_SHORT TASK_. Return every line of the data below that contains the string "giraffe". Matching is case-sensitive.

(Region labeling records)
- - -

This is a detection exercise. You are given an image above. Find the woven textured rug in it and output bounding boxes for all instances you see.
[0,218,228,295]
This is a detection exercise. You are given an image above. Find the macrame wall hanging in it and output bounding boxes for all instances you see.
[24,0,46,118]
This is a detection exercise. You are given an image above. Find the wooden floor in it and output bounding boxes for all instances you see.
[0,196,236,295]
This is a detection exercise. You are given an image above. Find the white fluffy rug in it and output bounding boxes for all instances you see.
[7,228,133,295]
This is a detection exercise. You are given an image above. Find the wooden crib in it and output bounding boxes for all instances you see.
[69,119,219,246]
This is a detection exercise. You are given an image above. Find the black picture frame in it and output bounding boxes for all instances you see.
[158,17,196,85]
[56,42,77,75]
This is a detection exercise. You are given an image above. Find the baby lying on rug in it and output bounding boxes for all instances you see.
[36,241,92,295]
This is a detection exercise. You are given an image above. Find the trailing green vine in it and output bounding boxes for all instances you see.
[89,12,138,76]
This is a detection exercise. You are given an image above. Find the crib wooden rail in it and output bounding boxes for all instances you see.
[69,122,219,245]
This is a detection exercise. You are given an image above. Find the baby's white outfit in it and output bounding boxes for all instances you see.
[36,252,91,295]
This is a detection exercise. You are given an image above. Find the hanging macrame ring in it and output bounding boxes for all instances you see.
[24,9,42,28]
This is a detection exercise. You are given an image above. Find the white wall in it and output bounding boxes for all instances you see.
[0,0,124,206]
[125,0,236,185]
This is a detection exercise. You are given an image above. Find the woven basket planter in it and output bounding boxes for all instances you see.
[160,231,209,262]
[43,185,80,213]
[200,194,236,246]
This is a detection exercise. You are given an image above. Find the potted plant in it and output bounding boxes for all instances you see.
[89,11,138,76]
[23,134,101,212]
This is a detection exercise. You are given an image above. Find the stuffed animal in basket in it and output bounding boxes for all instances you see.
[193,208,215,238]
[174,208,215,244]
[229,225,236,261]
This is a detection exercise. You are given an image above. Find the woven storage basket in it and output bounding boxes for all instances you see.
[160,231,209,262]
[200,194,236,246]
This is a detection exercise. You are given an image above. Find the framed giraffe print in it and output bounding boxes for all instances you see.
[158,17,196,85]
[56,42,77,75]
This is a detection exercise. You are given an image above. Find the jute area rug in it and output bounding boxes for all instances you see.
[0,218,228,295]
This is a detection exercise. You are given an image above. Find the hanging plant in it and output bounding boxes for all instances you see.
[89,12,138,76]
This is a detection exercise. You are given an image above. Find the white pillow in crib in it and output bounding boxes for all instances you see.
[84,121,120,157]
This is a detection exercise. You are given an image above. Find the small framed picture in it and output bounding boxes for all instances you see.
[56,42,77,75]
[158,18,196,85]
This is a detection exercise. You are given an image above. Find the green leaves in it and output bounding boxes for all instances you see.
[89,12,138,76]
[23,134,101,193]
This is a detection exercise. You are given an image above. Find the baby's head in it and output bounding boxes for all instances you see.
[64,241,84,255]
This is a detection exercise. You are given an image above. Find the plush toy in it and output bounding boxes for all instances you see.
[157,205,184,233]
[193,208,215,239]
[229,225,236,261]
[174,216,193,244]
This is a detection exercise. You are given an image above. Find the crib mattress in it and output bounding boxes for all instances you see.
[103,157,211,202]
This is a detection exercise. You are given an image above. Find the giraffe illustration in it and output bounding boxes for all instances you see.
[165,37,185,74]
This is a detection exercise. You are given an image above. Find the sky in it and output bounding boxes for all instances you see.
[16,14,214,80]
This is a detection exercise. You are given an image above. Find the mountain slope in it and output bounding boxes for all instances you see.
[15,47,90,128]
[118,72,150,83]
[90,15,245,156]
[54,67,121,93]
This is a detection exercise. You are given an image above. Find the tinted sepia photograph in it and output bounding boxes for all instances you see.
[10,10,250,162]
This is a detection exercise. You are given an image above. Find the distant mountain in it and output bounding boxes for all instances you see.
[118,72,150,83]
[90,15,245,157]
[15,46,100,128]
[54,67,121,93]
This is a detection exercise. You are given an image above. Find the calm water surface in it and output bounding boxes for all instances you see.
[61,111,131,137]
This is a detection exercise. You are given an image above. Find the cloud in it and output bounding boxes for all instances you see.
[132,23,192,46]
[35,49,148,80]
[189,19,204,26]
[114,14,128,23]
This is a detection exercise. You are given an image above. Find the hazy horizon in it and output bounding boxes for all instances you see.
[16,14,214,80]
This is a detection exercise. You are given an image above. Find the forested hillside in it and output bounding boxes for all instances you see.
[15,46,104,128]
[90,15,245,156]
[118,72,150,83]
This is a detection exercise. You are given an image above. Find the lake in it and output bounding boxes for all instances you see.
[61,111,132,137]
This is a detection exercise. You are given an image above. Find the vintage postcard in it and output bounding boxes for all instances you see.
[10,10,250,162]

- - -

_EXERCISE RESULT_.
This is a detection exercise. You are given an image above. Find the framed giraffe print in it and output bounding boxes for all instances you see.
This is a detection exercise. You are given an image above. Find the giraffe illustration in it and output bounding boxes for all instances you see.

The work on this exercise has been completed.